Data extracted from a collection
Content starts

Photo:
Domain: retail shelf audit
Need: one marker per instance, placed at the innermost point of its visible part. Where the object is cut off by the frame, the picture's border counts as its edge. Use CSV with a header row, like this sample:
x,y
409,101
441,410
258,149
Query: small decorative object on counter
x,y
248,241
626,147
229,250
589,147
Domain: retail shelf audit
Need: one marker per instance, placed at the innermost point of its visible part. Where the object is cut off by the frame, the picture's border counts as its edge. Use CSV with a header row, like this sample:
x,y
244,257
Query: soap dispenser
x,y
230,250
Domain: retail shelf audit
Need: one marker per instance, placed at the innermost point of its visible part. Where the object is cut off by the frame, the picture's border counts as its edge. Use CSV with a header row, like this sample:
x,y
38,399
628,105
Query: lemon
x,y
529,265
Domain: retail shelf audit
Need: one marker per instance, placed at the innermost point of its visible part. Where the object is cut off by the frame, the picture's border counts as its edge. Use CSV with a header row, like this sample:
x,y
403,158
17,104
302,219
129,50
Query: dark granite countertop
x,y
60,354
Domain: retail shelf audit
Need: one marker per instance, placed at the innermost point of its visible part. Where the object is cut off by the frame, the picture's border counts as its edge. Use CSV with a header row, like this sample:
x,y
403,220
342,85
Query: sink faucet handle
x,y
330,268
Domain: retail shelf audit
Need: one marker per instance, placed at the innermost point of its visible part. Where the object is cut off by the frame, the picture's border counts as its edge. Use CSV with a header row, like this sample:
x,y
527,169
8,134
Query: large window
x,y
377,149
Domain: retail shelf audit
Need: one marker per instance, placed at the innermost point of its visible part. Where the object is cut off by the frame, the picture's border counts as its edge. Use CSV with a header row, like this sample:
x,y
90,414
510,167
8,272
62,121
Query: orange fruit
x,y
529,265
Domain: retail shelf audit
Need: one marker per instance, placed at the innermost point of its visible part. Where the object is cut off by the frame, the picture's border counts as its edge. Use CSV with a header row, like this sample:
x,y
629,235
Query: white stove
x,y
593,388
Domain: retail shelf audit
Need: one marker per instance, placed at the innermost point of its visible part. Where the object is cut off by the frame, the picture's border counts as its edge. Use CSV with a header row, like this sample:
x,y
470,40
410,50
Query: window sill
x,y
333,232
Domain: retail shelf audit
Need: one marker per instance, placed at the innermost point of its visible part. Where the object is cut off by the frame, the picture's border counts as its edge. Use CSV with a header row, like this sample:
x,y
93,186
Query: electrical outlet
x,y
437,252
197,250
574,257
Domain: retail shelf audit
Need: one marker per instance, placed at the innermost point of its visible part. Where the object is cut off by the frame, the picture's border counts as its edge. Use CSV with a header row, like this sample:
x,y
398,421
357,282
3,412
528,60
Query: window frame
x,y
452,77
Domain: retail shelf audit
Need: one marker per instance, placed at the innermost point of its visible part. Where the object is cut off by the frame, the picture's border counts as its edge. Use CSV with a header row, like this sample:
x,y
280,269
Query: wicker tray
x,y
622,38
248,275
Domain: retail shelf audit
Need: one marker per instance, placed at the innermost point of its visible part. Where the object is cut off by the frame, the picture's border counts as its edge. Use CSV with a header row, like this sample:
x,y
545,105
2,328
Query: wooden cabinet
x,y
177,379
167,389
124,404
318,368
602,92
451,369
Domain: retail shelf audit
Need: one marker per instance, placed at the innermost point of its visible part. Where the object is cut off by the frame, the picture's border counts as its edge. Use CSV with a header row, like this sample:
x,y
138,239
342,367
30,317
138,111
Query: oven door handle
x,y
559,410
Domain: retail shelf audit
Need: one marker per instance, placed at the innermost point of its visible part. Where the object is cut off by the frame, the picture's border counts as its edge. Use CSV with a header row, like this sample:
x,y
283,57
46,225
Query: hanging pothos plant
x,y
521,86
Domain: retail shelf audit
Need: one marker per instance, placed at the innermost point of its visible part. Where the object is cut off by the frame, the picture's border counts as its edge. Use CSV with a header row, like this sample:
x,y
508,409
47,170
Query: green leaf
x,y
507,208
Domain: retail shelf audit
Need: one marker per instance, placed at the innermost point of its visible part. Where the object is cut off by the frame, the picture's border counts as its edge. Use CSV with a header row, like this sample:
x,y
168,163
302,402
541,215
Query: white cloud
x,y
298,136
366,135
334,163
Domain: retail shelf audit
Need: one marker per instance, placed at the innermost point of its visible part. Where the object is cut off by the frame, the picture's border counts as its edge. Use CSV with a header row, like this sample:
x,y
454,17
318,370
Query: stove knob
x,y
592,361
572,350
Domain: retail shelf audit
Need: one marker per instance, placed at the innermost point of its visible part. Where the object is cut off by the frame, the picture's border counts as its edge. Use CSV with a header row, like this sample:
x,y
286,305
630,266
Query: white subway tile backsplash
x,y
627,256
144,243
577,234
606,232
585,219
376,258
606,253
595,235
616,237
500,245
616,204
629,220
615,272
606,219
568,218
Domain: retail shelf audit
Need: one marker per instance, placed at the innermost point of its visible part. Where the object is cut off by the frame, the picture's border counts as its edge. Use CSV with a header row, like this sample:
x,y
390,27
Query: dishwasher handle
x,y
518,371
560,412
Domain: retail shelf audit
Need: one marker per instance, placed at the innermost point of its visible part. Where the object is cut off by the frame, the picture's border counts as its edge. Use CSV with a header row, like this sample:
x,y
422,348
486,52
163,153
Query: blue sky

Content ends

* [Task requirements] Each entry, from start to finish, must be restated exactly.

* [Solution]
Photo:
Domain: retail shelf audit
Need: one marker per instance, placed at the innermost point of its visible part. Where the object is cut off by the frame, the picture's border counts as its edge. Use CSV with a header row, like this sample:
x,y
409,101
441,410
258,149
Query: small decorative object on counter
x,y
248,241
626,147
229,250
589,147
Domain: retail shelf audit
Need: one marker per instance, placed at the innermost point of its visible part. Where the object is cut off by the frame, the picture's border counts as its edge. Use CSV with a header row, like this sample:
x,y
244,257
Query: soap dispenser
x,y
230,250
Domain: retail shelf audit
Need: one marker per instance, placed at the innermost point of its visible part. Where the object is cut off by the frame, the picture's border counts as its edge. Use CSV with a header row, like this sample:
x,y
38,399
628,105
Query: lemon
x,y
529,265
Domain: retail shelf audit
Need: one marker per instance, placed at the innermost point of its visible part. Where the object is cut off by the frame, the picture's border counts as its edge. Use CSV with a header row, like this sample:
x,y
403,158
17,104
302,219
129,50
Query: dark granite countertop
x,y
60,354
Domain: retail shelf audit
Need: one marker per instance, placed at the innermost point of its visible part. Where the object is cut off by the frame, the picture's border counts as its edge. Use CSV with a header row, like this sample:
x,y
403,220
342,85
Query: sink faucet handle
x,y
330,268
Domain: retail shelf audit
Need: one marker per instance, placed at the innermost point of its visible part. Where the object is cut off by the frame, the picture's border counts as its edge. Use CSV with a header row, like this sample:
x,y
527,169
8,134
Query: large window
x,y
377,149
Domain: retail shelf audit
Need: one marker per instance, placed at the innermost point of its visible part. Where the object is cut off by the frame, the picture's border counts as its edge. Use CSV with a header row, like this sample:
x,y
90,414
510,167
8,272
62,121
Query: orange fruit
x,y
529,265
Domain: retail shelf audit
Need: one marker per instance, placed at the innermost point of its visible part. Where the object is cut off by the frame, the picture's border counts as its edge. Use CSV with a header row, like this sample:
x,y
629,235
Query: white stove
x,y
593,388
Domain: retail shelf audit
Need: one marker per instance, placed at the innermost point of its visible part. Where the object is cut off by the frame, the picture's border counts as its edge. Use CSV with a header row, like this sample:
x,y
470,40
410,50
Query: window sill
x,y
333,232
Domain: retail shelf audit
Need: one marker per instance, placed at the innermost point of its visible part. Where the object is cut off by the frame, the picture's border counts as its edge. Use CSV with a header row, like this sample:
x,y
93,186
Query: electrical outlet
x,y
437,252
197,250
574,257
Domain: retail shelf audit
Need: one marker per instance, placed at the innermost point of its visible part. Where the object is cut off by the frame, the picture's border counts as its edge. Use CSV with a header row, like this sample:
x,y
398,421
357,282
3,412
528,60
Query: window frame
x,y
452,77
Domain: retail shelf audit
Need: one marker per instance, placed at the innermost point of its visible part. Where the object is cut off by the frame, the picture's border counts as its edge. Use CSV with a header row, like this sample:
x,y
280,269
Query: wicker tray
x,y
622,38
248,275
Domain: retail shelf audit
Need: one marker per instance, placed at the innermost point of its visible part. Where the object is cut off by the frame, the picture's border counts as its edge. Use CSV with a header row, like this sample:
x,y
545,105
2,328
Query: wooden cabinet
x,y
177,379
167,389
124,404
318,368
602,92
451,369
Domain: retail shelf audit
Need: one marker per instance, placed at the innermost point of its visible part. Where the object is cut off by the frame, the picture's border counts as its edge. Use CSV with a header row, like this sample:
x,y
138,239
342,367
30,317
138,111
Query: oven door handle
x,y
559,410
Domain: retail shelf audit
Need: one marker per instance, placed at the innermost point of its visible part. Where the object is cut off by the frame, the picture's border counts as its edge. Use CSV with a header row, like this sample:
x,y
283,57
46,225
Query: hanging pothos plant
x,y
521,86
Domain: retail shelf audit
Need: one marker per instance, placed at the innermost point of its visible part. Where the object is cut off by the frame, the picture's border counts as its edge. Use CSV with a header row, like this sample:
x,y
508,409
47,170
Query: green leaf
x,y
507,208
Domain: retail shelf audit
Need: one marker per instance, placed at the innermost point of its visible part. Where the object is cut off by the frame, the picture's border counts as its edge. Use CSV with a header row, like this sample:
x,y
168,163
302,402
541,215
Query: white cloud
x,y
298,136
366,135
334,163
Domain: retail shelf audit
Need: one marker per instance, placed at the innermost point of its visible part. Where the object is cut off by the frame, the picture's border counts as its edge. Use CSV with a header row, like this sample:
x,y
454,17
318,370
Query: stove knob
x,y
592,361
572,350
Domain: retail shelf audit
Need: one marker per instance, placed at the innermost point of its visible part. Where the object is cut off by the frame, the picture's border counts as its edge. Use CSV with a header row, like this sample:
x,y
286,305
630,266
Query: white subway tile backsplash
x,y
627,256
144,243
577,234
606,232
585,219
376,258
606,253
595,235
616,237
500,245
616,204
629,220
615,272
606,219
568,218
Domain: retail shelf audit
Need: one marker per instance, placed at the innermost point of its visible part. Where the object is cut off by the frame, the picture's border counts as its edge. Use CSV with a header row, like this sample:
x,y
390,27
Query: dishwasher handle
x,y
518,371
560,412
Domain: retail shelf audit
Need: one marker per instance, placed at the innermost point of its visible part. Where the object is cut off by the frame, the picture's border counts as its edge. Use CSV with a header row, like this sample:
x,y
422,348
486,52
163,153
Query: blue sky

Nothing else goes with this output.